_Material for this exercise:_
____________

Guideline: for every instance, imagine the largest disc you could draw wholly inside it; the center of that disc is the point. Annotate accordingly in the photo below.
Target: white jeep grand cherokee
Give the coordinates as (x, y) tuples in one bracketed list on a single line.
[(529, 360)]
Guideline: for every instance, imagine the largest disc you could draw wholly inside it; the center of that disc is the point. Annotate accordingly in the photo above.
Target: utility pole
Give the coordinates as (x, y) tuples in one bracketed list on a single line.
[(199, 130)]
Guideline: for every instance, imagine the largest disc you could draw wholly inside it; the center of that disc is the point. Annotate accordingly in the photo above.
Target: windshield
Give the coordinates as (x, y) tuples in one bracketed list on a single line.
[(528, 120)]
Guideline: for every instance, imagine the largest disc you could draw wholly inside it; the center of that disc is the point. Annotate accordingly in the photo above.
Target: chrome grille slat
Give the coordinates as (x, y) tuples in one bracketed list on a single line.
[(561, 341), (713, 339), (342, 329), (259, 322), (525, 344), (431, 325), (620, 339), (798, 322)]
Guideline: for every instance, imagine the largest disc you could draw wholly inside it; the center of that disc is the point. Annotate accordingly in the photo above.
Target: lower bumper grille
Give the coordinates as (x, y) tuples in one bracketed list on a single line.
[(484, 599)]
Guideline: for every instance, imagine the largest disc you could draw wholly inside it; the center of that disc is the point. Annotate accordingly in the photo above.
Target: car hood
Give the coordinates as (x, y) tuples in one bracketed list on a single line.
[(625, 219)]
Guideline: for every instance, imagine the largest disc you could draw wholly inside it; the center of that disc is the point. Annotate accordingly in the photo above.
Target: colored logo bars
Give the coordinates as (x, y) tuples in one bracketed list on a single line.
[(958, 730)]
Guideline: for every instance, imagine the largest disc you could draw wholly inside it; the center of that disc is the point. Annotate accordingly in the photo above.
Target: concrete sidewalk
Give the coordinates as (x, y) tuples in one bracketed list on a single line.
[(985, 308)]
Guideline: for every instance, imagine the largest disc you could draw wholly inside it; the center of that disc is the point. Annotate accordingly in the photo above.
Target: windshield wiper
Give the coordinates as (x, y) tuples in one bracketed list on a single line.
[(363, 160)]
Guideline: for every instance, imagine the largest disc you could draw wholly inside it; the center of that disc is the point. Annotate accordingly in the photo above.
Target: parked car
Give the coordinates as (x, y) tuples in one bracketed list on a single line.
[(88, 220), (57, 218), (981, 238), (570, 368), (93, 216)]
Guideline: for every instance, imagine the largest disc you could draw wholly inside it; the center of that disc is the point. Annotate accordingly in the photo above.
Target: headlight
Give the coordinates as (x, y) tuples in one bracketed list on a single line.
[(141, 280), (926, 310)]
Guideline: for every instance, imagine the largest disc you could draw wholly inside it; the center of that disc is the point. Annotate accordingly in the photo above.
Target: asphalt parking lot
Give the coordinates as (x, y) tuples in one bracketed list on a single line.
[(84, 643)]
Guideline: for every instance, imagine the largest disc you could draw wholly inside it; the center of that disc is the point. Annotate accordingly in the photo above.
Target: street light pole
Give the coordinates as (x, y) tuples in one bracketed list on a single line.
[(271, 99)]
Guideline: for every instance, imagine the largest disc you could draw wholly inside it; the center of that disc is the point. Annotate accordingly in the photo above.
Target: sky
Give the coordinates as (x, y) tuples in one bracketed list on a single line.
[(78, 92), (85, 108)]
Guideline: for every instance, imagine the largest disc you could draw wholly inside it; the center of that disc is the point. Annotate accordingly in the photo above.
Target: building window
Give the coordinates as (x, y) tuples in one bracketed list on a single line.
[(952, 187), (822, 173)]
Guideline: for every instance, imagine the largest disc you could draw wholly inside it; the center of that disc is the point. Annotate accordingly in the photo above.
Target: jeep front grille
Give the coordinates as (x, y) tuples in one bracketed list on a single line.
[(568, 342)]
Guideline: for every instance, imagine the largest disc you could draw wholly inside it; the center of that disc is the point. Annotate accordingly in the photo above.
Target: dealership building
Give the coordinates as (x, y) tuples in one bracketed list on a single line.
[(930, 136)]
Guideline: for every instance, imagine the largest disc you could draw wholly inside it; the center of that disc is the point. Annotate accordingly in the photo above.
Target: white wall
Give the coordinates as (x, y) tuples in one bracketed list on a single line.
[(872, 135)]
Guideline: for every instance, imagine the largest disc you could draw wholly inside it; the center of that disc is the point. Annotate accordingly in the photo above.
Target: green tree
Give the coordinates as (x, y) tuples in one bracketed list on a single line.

____________

The word "pole" appears in some lines above. Return every one of those lines.

Target: utility pole
Target: street light pole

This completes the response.